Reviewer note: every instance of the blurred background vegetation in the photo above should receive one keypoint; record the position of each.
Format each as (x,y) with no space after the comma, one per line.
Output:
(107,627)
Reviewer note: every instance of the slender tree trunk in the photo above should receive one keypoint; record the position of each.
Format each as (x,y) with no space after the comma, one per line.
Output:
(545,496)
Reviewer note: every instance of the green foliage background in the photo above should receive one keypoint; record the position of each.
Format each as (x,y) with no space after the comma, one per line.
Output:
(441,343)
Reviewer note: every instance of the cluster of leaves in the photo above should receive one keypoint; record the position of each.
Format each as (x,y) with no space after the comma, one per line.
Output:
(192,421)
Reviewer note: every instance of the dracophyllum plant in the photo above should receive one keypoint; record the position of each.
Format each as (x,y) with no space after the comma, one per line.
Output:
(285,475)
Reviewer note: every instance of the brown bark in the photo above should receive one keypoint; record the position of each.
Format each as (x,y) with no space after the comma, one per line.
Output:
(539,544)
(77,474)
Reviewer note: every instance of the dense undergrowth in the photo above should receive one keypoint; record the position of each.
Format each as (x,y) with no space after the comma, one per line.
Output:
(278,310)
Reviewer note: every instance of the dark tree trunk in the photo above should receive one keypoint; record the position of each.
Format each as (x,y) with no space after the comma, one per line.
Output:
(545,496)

» PROBLEM DESCRIPTION: Hand back the material above in full, exactly as written.

» OUTPUT FOR THIS TASK:
Reviewer note: every instance of the blurred background vegetation in the photo above should receive one keypoint; record the position of each.
Format each as (x,y) with no space after the comma, one per line.
Output:
(107,627)
Reviewer note: every instance of the slender tree trunk in the photo above should receive one keypoint; record the position of each.
Format each as (x,y) with no space after the comma, one per line.
Output:
(545,496)
Reviewer note: every instance of the green foliage background in the photo above should receive one keypoint; record the position of each.
Format each as (x,y) with no space after the comma, one per line.
Output:
(441,343)
Reviewer note: every instance of the cluster of leaves in the photo above should receive one keypoint; record the position of each.
Format each as (x,y) with no space after the comma, one per line.
Output:
(192,421)
Reviewer note: every instance of the dracophyllum plant in the photo above should receive one keypoint; record the position of each.
Format each as (x,y) with no space after the comma, one per line.
Output:
(285,475)
Reviewer note: every instance of the brown bark in the photo above should receive one keypoint; record the position of each.
Format each as (x,y) with no space after the comma, one per line.
Output:
(539,544)
(77,474)
Reviewer note: every instance of the dense undergrowth in the photo above should receive one keypoint; record the position of each.
Format each as (x,y) with no space after the comma, one per line.
Output:
(278,310)
Reviewer note: every instance of the dark tree trunk in the photo above should receive one keypoint; record the position of each.
Format each as (x,y) with no space after the comma, one per line.
Output:
(545,496)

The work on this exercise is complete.